[Begin SUPPLIED RECORDS]

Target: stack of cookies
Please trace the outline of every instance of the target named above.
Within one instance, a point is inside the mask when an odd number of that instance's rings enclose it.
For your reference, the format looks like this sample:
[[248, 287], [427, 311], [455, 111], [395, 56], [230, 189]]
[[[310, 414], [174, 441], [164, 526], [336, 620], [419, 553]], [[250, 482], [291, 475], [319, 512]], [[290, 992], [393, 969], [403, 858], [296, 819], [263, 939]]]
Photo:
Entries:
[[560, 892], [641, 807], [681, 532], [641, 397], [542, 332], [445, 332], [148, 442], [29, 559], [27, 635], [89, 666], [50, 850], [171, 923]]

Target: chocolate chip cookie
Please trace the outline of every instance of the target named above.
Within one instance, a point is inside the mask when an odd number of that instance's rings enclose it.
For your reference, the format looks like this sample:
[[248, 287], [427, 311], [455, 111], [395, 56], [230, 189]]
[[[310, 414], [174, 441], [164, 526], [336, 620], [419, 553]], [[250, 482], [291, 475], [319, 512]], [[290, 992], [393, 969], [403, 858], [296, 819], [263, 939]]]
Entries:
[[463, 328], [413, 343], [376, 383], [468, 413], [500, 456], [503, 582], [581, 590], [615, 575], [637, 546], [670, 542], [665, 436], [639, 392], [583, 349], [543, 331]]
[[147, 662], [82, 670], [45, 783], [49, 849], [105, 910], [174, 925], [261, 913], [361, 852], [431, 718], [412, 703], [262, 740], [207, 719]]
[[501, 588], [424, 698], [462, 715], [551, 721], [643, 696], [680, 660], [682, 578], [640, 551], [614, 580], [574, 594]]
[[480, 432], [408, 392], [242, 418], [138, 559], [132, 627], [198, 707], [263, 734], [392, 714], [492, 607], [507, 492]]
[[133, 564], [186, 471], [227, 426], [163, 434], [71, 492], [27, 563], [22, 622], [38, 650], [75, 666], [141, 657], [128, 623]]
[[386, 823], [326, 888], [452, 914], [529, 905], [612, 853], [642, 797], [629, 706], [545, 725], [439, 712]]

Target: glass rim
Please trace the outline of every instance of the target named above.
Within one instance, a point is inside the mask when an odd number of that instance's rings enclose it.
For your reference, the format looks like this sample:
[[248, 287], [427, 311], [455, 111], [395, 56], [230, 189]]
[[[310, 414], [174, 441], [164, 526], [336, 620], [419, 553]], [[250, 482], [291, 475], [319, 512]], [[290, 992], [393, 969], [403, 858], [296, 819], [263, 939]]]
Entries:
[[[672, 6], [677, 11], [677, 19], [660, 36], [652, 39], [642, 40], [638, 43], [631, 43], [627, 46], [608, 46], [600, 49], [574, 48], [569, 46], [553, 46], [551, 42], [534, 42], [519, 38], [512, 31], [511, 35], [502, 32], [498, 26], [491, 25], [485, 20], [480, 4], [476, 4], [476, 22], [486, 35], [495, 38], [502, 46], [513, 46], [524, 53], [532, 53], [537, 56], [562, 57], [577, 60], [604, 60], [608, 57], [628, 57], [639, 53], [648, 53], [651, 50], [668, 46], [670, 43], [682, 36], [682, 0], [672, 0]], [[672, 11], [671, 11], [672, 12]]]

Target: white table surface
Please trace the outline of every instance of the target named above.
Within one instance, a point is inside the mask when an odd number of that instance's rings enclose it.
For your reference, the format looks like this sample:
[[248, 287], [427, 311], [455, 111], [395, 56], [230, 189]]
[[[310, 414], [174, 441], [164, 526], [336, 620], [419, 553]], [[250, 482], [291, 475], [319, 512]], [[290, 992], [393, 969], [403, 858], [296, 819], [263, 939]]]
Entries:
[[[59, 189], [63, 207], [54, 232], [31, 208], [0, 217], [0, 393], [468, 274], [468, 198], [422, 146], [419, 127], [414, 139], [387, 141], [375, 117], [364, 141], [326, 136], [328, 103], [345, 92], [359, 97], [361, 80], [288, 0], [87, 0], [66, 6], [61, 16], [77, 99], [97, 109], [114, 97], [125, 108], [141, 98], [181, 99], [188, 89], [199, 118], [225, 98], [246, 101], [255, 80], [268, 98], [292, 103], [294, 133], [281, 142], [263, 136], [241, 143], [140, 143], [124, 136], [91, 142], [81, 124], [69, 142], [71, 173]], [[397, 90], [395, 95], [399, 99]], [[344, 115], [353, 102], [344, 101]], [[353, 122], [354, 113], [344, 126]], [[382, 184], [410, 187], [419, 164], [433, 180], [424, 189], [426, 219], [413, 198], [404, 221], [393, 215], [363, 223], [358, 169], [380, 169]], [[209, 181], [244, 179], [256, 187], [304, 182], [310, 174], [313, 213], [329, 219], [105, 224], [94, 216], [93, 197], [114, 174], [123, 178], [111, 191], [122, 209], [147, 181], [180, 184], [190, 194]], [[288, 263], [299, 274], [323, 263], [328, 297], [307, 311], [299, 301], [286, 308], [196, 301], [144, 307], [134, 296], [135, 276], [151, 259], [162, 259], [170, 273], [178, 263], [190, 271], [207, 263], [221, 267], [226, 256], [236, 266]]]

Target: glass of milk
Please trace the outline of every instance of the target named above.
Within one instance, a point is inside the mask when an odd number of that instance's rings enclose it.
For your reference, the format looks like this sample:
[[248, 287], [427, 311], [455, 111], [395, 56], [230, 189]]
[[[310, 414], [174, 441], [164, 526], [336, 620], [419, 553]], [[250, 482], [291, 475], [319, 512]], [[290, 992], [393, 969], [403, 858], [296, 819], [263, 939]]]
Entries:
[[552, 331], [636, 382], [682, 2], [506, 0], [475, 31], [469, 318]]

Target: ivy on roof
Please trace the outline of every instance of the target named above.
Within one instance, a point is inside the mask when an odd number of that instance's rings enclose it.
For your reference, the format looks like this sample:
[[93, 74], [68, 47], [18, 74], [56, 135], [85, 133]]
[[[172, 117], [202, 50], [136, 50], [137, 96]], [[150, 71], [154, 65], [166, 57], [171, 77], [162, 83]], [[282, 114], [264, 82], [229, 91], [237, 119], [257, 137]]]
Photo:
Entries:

[End SUPPLIED RECORDS]

JOB >>
Render everything from the line containing "Target: white table surface" down to the line containing "256], [236, 266]]]" as a numbered list, leaving out any blank lines.

WORKED SOLUTION >>
1. Target: white table surface
2. Please trace the outline of every instance of the target named above.
3. Within one instance, a point is inside the mask when an odd number of that instance's rings enclose it.
4. For your reference, the format looks like this sample:
5. [[248, 287], [427, 311], [455, 111], [395, 56], [230, 189]]
6. [[[310, 414], [174, 441], [164, 526], [336, 620], [419, 553]], [[250, 482], [291, 475], [319, 512]], [[290, 992], [393, 969], [403, 858], [296, 819], [263, 939]]]
7. Entries:
8. [[[59, 189], [63, 207], [54, 232], [31, 208], [0, 217], [0, 393], [468, 274], [468, 198], [422, 146], [419, 127], [414, 139], [387, 141], [375, 117], [364, 141], [326, 136], [328, 103], [345, 92], [359, 97], [361, 80], [288, 0], [87, 0], [66, 6], [61, 16], [77, 99], [97, 109], [114, 97], [125, 108], [141, 98], [181, 99], [188, 89], [199, 118], [225, 98], [246, 101], [255, 80], [268, 98], [292, 103], [294, 133], [281, 142], [263, 136], [241, 143], [140, 143], [124, 136], [91, 142], [81, 124], [69, 142], [71, 173]], [[397, 90], [395, 95], [399, 99]], [[344, 115], [353, 102], [344, 101]], [[353, 122], [354, 113], [344, 126]], [[382, 184], [410, 187], [419, 164], [433, 180], [424, 189], [426, 219], [413, 198], [404, 221], [393, 215], [363, 223], [358, 169], [380, 169]], [[209, 181], [244, 179], [256, 187], [304, 182], [310, 174], [313, 213], [329, 219], [105, 224], [94, 216], [93, 197], [114, 174], [123, 178], [111, 191], [122, 209], [147, 181], [180, 184], [190, 194]], [[288, 263], [299, 274], [323, 263], [328, 297], [307, 311], [299, 301], [286, 308], [196, 301], [144, 307], [134, 296], [135, 276], [151, 259], [162, 259], [170, 273], [178, 263], [190, 271], [207, 263], [221, 267], [226, 256], [236, 266]]]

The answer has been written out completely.